## Work to be completed
Say the number of lines holding the word "tall" in the data, and leave out everything else.

● ● ●

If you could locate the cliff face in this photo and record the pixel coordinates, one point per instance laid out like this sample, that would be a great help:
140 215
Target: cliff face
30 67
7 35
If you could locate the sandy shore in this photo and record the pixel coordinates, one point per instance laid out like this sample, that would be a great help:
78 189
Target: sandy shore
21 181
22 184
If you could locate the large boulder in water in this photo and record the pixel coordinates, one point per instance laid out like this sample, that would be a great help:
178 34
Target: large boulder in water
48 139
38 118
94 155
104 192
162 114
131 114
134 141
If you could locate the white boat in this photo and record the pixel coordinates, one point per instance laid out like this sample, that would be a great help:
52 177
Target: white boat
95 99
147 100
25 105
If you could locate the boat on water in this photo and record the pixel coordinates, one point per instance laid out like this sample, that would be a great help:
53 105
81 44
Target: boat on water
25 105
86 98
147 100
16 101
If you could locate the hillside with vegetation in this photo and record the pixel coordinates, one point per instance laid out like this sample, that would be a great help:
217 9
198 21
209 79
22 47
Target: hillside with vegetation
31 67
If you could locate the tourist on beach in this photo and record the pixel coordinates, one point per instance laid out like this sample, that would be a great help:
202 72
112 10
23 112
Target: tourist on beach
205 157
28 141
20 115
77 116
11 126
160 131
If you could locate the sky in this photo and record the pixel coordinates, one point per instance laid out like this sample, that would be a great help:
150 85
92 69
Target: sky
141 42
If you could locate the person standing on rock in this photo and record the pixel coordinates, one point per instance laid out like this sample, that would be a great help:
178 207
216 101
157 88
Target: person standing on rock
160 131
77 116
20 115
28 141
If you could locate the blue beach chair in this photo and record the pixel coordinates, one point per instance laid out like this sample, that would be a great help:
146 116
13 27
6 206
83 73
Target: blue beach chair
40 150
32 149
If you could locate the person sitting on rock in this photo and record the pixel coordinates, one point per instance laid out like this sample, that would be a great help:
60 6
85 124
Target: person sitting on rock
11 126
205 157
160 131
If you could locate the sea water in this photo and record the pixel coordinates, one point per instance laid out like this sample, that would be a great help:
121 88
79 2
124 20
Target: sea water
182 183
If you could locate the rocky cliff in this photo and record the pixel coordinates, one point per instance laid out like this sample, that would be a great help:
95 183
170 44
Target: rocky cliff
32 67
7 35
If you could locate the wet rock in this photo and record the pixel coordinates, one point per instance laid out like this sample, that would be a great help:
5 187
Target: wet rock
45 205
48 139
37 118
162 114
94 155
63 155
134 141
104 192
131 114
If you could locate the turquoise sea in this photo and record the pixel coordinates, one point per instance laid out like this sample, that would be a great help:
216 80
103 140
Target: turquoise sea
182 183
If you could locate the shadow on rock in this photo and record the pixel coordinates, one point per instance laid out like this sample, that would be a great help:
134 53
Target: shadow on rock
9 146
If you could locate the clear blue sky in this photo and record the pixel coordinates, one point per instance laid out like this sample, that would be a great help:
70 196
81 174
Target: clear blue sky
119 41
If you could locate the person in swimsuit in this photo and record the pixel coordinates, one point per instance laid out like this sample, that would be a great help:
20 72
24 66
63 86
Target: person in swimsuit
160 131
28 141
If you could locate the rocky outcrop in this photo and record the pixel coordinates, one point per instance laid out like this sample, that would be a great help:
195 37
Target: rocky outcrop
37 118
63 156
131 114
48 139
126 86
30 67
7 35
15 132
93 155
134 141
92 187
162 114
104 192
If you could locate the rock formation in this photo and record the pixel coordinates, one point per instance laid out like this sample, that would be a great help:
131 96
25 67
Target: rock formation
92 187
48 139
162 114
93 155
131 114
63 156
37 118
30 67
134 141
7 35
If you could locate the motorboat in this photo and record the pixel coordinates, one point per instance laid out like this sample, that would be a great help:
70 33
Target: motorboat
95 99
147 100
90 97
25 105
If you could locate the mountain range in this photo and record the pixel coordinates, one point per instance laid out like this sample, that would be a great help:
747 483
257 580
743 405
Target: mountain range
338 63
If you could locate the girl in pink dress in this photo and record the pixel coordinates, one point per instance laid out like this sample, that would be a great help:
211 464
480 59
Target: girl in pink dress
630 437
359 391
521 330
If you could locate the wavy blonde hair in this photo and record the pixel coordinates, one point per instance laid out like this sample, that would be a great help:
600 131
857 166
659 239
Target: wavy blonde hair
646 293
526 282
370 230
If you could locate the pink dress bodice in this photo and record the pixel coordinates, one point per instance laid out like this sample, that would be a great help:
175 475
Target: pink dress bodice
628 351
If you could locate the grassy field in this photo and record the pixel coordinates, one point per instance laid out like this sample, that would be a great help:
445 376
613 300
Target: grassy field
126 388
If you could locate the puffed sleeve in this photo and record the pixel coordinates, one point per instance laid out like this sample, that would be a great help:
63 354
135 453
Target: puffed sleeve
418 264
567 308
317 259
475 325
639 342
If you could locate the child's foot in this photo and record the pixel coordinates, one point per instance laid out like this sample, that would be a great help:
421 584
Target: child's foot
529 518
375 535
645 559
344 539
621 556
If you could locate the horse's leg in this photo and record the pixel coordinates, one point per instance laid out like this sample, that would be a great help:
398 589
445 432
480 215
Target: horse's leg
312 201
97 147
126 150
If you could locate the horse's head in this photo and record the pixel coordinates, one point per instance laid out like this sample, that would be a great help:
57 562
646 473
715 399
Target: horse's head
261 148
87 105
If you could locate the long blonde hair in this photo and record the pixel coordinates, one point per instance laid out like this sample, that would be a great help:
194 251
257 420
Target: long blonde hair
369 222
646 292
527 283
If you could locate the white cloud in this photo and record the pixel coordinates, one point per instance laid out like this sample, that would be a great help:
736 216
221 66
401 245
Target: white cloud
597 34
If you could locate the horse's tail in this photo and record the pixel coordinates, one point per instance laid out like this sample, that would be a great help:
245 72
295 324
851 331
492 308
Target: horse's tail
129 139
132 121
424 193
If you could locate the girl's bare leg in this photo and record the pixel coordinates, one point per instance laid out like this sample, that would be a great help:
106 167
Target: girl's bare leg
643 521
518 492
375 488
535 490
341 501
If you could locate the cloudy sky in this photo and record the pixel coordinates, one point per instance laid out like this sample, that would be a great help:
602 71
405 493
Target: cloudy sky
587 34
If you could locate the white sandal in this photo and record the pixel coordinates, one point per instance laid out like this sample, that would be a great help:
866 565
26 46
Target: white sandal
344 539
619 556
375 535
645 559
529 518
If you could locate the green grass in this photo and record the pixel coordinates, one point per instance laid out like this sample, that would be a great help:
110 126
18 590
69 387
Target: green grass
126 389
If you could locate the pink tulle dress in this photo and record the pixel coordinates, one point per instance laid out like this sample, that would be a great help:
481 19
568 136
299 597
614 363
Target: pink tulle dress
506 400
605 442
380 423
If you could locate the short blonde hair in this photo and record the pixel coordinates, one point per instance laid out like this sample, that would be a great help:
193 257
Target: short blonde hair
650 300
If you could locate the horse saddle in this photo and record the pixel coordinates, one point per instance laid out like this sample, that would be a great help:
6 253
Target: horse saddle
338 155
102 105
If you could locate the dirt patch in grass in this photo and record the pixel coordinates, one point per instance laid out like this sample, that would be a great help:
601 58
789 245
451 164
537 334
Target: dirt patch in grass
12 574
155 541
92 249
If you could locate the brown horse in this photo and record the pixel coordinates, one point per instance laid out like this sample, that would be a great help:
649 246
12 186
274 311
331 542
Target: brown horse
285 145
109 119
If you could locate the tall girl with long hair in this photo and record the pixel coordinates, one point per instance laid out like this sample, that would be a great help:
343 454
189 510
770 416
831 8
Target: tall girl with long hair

● ● ●

## Exercise result
2